-- Start of Text passage --
As part of an ongoing effort to migrate a significant part of our stack into the cloud, we recently moved our job scheduling system, Rundeck, from an on-premise bare metal instance to AWS. With the exception of a few minor annoyances–from an operational standpoint–pretty much everything worked. It didn’t take long, however, to notice jobs weren’t running on-time. Minutely jobs were running between 30-50 seconds off, skipping minutes, etc. As we had a near-identical configuration, we weren’t really sure what the issue was. Given the lack of documentation for Rundeck architecture and having seen similar unanswered questions across various message boards, after three of us had spent a couple days on the issue, we wanted to post the steps we took to troubleshoot and resolve the issue.
Job Concurrency Limitations
As the most common cause of items not running on-time in a scheduling system is related to the permitted level of concurrency, and we saw no CPU-related run queue issues, we first expected the delay to be limited by the number of available worker threads. So, per the Rundeck Administration tuning guide, we increased the Quartz scheduler’s thread pool size (org.quartz.threadPool.threadCount), related JVM heap settings, and restarted the service. We noticed zero effect on jobs and verified the thread pool was operating as expected.
AWS Instance Sizing/Performance
At this point, we knew the Quartz scheduler was not the issue. As everything else in the configuration was identical, while we hadn’t seen any CPU-related issues, we figured it could just be related virtualization slowness. So, just to rule it out, we rolled the next largest box. As expected, given we had seen nothing to indicate CPU issues, we saw no difference in performance on a larger instance; jobs were still running 30-50 seconds behind.
Java Version Differences
After comparing packages between our on-premise box and AWS box, we found our on-prem box to be running Java 1.8.0, while our AWS instance was running 1.7.0. We upgraded the AWS instance to 1.8.0 and noticed a five-or-so-second improvement. The UI was much faster. But no huge improvement in runtime.
-- End of Text passage --
-- Start of Dataset records --
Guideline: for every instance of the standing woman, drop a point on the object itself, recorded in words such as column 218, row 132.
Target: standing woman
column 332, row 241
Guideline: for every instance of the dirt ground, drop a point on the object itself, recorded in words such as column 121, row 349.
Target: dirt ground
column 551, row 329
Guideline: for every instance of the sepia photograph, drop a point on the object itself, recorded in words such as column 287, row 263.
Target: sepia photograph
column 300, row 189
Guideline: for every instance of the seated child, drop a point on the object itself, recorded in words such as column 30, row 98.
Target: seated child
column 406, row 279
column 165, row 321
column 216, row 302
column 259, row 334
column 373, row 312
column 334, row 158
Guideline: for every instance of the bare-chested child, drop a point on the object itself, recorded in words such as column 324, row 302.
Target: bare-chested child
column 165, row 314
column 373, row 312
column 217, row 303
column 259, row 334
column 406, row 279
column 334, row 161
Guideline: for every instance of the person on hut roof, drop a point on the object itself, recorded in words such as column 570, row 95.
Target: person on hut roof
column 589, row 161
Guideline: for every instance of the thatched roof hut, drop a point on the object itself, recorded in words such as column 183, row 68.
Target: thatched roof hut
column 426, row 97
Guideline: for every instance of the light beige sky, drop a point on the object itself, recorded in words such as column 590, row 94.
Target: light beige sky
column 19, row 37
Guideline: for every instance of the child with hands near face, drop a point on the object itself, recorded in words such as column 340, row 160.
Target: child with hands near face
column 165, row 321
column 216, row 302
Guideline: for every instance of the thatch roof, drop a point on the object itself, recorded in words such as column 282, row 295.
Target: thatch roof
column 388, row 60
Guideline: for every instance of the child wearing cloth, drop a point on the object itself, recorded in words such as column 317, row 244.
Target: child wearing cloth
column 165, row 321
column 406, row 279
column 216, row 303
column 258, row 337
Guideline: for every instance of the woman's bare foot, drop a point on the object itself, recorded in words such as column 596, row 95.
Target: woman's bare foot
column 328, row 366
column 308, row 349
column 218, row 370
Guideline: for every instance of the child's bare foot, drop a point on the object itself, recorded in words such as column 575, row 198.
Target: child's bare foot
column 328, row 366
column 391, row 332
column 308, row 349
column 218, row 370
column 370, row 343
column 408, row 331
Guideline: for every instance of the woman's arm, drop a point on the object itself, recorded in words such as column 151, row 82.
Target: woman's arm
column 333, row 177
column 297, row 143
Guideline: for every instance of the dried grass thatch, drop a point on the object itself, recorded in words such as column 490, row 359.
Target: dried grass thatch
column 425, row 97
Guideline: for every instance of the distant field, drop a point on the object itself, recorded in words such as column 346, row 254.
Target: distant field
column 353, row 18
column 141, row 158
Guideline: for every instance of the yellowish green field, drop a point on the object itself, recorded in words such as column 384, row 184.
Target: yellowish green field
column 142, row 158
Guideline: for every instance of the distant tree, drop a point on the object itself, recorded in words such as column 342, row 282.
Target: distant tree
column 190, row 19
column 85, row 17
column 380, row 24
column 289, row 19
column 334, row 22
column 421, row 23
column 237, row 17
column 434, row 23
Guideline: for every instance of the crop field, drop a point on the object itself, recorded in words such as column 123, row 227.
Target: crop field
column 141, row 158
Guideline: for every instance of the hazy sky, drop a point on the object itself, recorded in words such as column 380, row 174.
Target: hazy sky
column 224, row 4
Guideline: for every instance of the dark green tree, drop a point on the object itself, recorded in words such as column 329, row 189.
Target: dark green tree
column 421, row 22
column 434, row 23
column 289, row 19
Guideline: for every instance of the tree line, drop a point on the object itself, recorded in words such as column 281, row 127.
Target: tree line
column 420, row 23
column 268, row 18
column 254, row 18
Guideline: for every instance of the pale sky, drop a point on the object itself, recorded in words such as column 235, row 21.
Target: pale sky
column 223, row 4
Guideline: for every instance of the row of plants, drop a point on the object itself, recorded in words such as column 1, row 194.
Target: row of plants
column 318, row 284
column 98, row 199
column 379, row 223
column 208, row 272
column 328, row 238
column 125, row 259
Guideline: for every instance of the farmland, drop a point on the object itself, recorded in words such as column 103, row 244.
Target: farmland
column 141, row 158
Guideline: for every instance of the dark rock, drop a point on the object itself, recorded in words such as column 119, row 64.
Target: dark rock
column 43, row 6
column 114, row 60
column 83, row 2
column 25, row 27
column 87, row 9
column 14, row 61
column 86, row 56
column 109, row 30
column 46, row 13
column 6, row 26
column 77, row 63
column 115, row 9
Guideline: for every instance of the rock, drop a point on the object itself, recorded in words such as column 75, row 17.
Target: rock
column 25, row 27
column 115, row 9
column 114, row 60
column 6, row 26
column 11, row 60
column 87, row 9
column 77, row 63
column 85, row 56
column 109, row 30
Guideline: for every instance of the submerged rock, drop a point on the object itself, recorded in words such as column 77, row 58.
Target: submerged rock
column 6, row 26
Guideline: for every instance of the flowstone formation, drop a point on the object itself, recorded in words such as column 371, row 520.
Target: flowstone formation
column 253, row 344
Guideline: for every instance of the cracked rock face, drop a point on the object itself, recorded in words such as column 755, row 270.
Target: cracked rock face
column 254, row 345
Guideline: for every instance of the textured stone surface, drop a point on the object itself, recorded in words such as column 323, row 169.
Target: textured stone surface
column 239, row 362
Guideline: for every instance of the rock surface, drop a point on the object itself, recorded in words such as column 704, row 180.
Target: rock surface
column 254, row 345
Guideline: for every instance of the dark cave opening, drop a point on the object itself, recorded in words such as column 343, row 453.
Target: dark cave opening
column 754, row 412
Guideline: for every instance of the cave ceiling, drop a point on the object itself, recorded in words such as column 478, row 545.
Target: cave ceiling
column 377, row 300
-- End of Dataset records --
__Exercise tasks__.
[1] Can you duplicate the Rundeck write-up in full, word for word?
[2] Could you set down, verbatim, the entries from the line with "Guideline: for every instance of the person" up to and including the line with "column 388, row 60"?
The Rundeck write-up and the entries are unrelated to each other.

__Full answers__.
[1]
As part of an ongoing effort to migrate a significant part of our stack into the cloud, we recently moved our job scheduling system, Rundeck, from an on-premise bare metal instance to AWS. With the exception of a few minor annoyances–from an operational standpoint–pretty much everything worked. It didn’t take long, however, to notice jobs weren’t running on-time. Minutely jobs were running between 30-50 seconds off, skipping minutes, etc. As we had a near-identical configuration, we weren’t really sure what the issue was. Given the lack of documentation for Rundeck architecture and having seen similar unanswered questions across various message boards, after three of us had spent a couple days on the issue, we wanted to post the steps we took to troubleshoot and resolve the issue.
Job Concurrency Limitations
As the most common cause of items not running on-time in a scheduling system is related to the permitted level of concurrency, and we saw no CPU-related run queue issues, we first expected the delay to be limited by the number of available worker threads. So, per the Rundeck Administration tuning guide, we increased the Quartz scheduler’s thread pool size (org.quartz.threadPool.threadCount), related JVM heap settings, and restarted the service. We noticed zero effect on jobs and verified the thread pool was operating as expected.
AWS Instance Sizing/Performance
At this point, we knew the Quartz scheduler was not the issue. As everything else in the configuration was identical, while we hadn’t seen any CPU-related issues, we figured it could just be related virtualization slowness. So, just to rule it out, we rolled the next largest box. As expected, given we had seen nothing to indicate CPU issues, we saw no difference in performance on a larger instance; jobs were still running 30-50 seconds behind.
Java Version Differences
After comparing packages between our on-premise box and AWS box, we found our on-prem box to be running Java 1.8.0, while our AWS instance was running 1.7.0. We upgraded the AWS instance to 1.8.0 and noticed a five-or-so-second improvement. The UI was much faster. But no huge improvement in runtime.

[2]
Guideline: for every instance of the person on hut roof, drop a point on the object itself, recorded in words such as column 570, row 95.
Target: person on hut roof
column 589, row 161
Guideline: for every instance of the thatched roof hut, drop a point on the object itself, recorded in words such as column 183, row 68.
Target: thatched roof hut
column 426, row 97
Guideline: for every instance of the light beige sky, drop a point on the object itself, recorded in words such as column 590, row 94.
Target: light beige sky
column 19, row 37
Guideline: for every instance of the child with hands near face, drop a point on the object itself, recorded in words such as column 340, row 160.
Target: child with hands near face
column 165, row 321
column 216, row 302
Guideline: for every instance of the thatch roof, drop a point on the object itself, recorded in words such as column 282, row 295.
Target: thatch roof
column 388, row 60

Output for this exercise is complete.